| EXERCISE DESCRIPTION |
Using the entries below, write out the line with "Task: locate the william", the line with "Task: locate the building", and every line in between, exactly as each is written.

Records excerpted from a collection

========================================

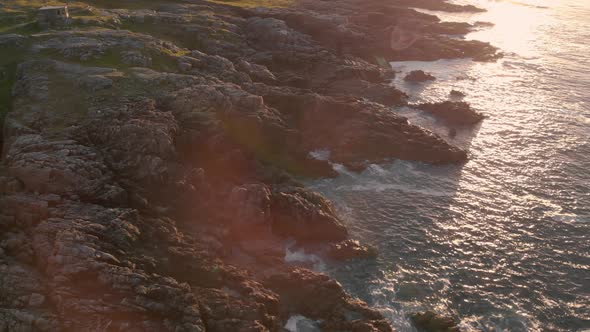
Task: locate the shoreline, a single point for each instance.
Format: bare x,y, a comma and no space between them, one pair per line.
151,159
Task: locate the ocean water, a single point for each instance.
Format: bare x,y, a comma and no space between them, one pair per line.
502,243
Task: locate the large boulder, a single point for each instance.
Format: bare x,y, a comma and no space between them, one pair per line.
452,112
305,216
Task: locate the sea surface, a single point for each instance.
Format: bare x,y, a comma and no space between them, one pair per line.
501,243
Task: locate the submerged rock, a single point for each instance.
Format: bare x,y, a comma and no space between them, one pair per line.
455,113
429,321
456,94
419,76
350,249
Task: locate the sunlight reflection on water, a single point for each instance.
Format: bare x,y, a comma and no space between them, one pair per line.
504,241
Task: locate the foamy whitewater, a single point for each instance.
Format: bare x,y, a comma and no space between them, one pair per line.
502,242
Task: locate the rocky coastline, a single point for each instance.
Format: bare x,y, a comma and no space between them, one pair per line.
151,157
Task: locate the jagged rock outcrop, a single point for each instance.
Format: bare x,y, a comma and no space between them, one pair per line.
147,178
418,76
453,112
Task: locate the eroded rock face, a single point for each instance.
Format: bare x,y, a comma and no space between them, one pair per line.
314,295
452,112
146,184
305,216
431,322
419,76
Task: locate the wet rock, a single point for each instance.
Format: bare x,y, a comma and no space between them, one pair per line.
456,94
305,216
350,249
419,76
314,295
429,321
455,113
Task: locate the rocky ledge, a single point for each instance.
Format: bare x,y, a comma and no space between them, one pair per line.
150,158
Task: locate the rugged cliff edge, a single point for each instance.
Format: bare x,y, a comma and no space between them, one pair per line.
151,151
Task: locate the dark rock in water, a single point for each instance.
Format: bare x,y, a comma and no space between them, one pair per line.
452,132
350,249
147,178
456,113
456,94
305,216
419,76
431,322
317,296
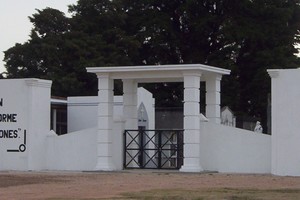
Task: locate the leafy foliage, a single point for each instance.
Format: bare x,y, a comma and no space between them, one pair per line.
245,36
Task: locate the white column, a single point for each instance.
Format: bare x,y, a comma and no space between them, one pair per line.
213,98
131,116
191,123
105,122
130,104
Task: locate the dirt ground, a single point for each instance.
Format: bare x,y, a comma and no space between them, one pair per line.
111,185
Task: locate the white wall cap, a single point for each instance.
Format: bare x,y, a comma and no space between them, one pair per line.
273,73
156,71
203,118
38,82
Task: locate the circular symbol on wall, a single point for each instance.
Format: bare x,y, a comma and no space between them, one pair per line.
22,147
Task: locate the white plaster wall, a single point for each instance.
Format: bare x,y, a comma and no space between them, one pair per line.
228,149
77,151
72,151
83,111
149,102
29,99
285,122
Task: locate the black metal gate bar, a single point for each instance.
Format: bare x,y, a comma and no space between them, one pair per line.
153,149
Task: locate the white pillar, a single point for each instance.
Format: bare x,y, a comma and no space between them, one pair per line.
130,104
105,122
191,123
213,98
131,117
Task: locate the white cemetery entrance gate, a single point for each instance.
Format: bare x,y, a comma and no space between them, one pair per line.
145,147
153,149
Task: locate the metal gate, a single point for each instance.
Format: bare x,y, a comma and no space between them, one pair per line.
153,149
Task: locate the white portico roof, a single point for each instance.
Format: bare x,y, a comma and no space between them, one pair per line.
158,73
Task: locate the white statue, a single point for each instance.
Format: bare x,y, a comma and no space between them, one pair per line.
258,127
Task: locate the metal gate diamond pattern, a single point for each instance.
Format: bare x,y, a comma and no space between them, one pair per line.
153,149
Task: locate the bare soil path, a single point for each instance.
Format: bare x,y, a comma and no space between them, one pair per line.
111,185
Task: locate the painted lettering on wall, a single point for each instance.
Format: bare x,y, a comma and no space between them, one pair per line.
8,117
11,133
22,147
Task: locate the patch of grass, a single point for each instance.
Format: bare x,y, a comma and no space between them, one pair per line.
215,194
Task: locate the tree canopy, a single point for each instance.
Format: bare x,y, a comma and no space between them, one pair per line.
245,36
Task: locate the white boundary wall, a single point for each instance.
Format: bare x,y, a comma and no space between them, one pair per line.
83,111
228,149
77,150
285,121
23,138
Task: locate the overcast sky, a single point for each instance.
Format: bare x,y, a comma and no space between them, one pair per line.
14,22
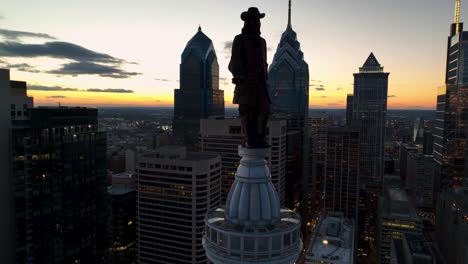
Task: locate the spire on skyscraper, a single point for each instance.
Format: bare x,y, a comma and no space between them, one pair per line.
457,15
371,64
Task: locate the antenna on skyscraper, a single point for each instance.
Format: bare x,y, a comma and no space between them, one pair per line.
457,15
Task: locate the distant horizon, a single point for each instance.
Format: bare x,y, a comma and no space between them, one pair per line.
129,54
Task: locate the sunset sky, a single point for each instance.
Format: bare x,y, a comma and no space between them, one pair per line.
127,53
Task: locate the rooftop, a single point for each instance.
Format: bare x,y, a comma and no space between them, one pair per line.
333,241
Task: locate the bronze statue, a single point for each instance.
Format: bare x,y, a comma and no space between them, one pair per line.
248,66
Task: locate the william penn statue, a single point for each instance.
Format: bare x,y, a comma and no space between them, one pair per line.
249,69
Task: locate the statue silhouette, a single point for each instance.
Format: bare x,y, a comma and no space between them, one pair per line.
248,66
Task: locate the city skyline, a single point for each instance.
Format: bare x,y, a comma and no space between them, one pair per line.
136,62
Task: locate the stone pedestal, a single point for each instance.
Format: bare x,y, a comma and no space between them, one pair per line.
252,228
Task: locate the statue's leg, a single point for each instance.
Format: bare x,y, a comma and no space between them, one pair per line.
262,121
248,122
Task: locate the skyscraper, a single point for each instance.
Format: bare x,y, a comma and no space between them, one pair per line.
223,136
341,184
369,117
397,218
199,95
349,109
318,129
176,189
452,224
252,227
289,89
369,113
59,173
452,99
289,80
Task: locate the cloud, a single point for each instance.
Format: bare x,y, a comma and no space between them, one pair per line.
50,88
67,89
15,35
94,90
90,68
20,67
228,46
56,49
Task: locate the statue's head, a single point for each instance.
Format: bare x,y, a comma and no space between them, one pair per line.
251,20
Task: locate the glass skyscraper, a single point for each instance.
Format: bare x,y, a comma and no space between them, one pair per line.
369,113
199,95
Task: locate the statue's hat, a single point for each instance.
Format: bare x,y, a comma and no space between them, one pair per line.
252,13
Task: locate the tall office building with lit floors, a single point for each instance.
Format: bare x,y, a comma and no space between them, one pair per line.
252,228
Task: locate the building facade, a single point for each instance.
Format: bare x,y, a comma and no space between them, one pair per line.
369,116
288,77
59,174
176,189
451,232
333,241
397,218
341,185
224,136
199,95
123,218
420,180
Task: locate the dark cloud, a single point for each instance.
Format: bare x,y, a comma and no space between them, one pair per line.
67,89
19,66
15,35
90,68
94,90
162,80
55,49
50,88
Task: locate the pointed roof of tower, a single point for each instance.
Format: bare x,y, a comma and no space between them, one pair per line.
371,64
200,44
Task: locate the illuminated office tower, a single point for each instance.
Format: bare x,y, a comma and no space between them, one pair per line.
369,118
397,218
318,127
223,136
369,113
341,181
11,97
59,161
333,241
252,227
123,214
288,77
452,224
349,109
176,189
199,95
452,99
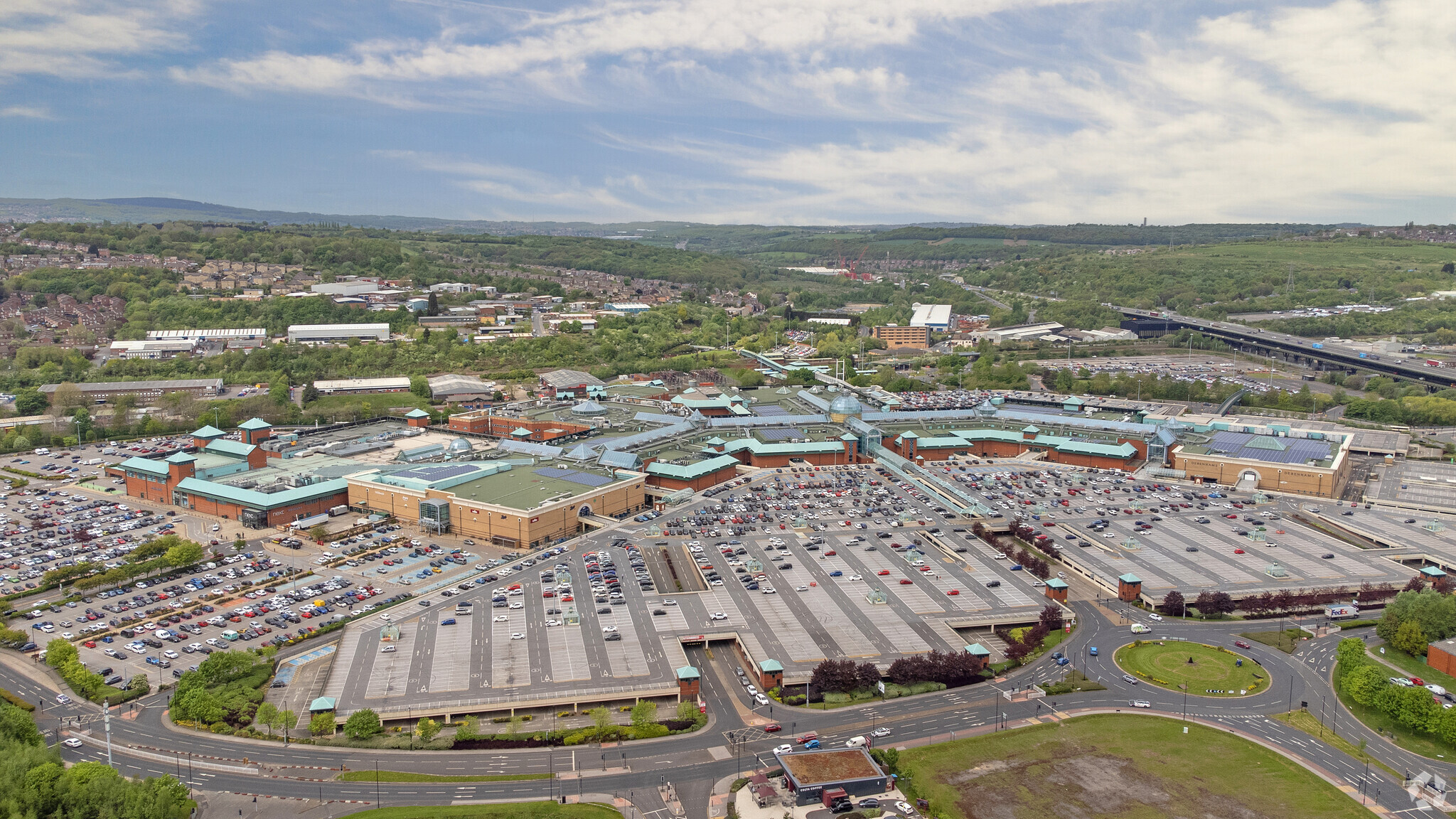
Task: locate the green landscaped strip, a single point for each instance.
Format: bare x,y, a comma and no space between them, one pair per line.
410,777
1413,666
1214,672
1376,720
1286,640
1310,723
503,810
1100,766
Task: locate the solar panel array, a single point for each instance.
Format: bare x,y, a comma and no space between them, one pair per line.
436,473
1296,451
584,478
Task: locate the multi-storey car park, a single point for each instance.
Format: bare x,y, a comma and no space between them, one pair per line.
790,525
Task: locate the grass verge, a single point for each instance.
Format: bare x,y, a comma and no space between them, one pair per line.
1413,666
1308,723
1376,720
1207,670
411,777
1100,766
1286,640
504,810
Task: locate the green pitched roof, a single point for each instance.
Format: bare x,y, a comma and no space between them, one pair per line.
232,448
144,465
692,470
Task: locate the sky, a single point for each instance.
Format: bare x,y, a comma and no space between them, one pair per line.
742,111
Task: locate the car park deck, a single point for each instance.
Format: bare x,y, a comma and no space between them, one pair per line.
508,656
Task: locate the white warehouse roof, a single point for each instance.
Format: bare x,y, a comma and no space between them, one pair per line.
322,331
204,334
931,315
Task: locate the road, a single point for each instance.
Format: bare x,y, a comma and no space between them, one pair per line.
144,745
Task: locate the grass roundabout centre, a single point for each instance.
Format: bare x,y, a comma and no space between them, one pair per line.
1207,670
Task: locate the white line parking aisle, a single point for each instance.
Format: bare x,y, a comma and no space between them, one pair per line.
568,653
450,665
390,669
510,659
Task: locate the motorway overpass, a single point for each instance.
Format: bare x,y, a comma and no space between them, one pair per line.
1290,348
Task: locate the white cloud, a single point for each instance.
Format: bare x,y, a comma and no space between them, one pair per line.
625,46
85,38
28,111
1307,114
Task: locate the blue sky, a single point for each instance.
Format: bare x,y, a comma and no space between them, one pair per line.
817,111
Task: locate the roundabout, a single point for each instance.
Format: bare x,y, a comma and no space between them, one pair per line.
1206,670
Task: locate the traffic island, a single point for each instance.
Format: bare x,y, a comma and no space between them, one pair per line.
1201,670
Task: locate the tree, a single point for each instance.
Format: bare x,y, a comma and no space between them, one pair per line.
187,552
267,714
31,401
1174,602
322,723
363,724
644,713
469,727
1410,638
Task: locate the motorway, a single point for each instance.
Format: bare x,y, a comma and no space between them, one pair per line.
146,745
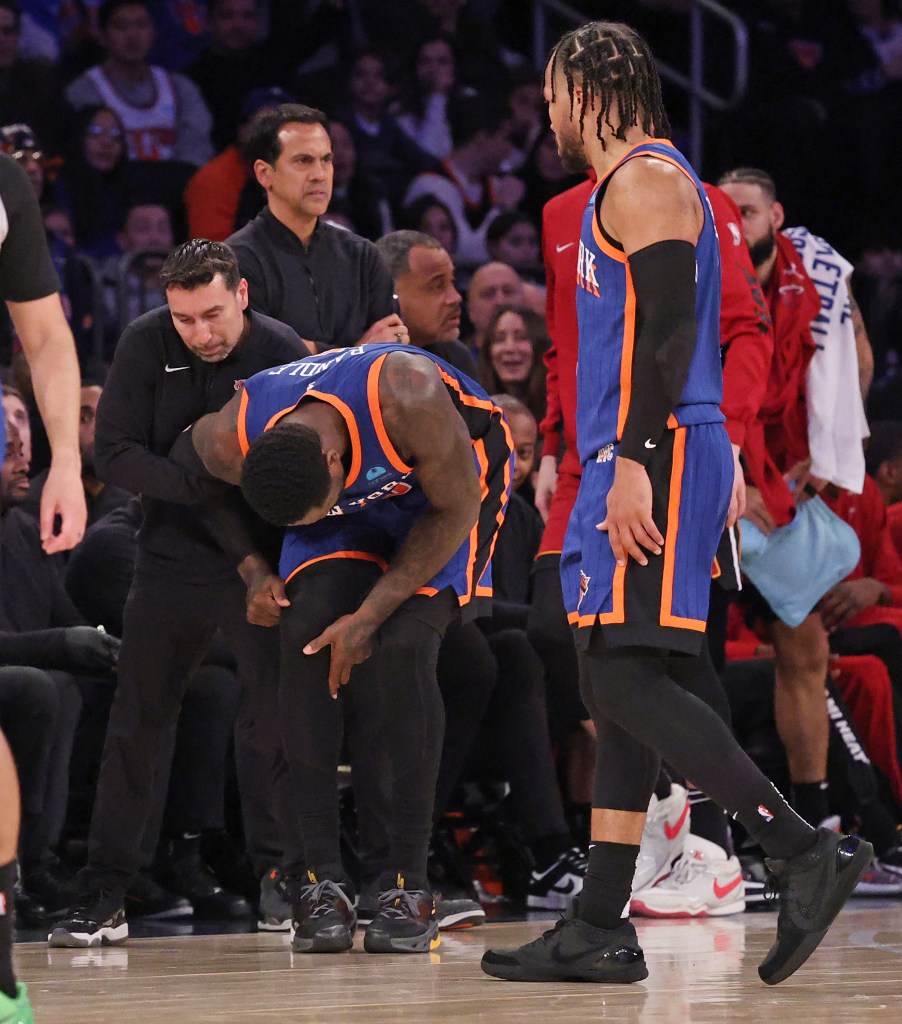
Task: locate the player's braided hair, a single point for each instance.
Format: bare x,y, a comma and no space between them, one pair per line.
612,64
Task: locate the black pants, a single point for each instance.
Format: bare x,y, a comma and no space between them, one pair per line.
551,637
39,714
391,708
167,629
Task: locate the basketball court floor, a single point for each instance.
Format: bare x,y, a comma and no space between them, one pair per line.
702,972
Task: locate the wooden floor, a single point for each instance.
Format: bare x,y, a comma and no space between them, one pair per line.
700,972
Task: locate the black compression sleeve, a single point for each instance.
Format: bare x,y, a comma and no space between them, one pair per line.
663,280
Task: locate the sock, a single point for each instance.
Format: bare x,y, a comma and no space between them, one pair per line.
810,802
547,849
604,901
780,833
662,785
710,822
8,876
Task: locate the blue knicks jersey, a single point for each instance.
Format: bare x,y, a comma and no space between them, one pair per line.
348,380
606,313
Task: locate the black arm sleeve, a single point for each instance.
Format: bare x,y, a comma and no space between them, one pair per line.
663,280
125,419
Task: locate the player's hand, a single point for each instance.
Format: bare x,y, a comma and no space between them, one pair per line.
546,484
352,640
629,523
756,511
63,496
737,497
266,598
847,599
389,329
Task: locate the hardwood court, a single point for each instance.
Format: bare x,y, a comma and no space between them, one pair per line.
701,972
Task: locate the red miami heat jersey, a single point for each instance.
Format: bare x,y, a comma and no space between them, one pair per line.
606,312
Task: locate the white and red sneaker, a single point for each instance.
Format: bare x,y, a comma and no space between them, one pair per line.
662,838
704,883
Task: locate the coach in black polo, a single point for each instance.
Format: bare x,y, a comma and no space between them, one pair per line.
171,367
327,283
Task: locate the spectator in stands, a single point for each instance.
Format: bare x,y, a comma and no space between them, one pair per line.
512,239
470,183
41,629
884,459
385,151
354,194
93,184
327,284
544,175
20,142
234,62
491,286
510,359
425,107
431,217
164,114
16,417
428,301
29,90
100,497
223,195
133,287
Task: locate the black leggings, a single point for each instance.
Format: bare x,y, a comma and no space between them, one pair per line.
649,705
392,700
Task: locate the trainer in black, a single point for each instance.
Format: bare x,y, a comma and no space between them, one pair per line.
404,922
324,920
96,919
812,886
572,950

========================================

| ANSWER SECTION |
Task: locate the william penn statue, a single point for each instance.
Format: bare x,y, a comma and no space between them, one pair per line.
249,69
Task: locate the statue silhouette, a single point for each instance.
Format: bare x,y, a comma and no space between them, one pair per line.
248,66
Task: locate the city skyline, a single point for each instance.
Format: bare x,y, a comma and no space between them, one pair per line.
136,62
Task: locate the stone pedestal, a single point for each instance.
Format: bare x,y, a comma and no space between them, one pair per line.
252,228
Task: locate the statue's leg, a single point for each instance.
Format: bare x,y, a comma and no space between them, one pair per line.
262,121
248,122
Task: locate the skyscraper, a single point for each instance.
Format: bare x,y, a comma and no space between them, one pair per line.
223,136
341,184
369,117
397,218
199,95
349,109
318,129
176,189
452,224
252,227
289,89
369,113
59,173
452,99
289,80
Task: locate the cloud, a single point for each instance.
Format: bare x,y, a comma and no space between them, one pair per line.
50,88
67,89
15,35
94,90
90,68
20,67
228,46
56,49
Task: locate the statue's head, a single point for each instance.
Format: bare x,y, a comma and no space between them, one pair per line.
251,20
Task: locate the glass skyscraper, a single point for each instance.
Format: bare x,y, a comma and no space between them, one pair per line.
369,113
199,95
Task: locate the statue's hat, a single point for each instance.
Format: bare x,y, a comma and no space between them, one pair per line.
252,13
Task: locate the tall office building with lit floors, a single point for each instance.
Format: bare x,y, a comma and no space between them, one pair per line.
252,228
Task: locate the building facade, a single point for each instance.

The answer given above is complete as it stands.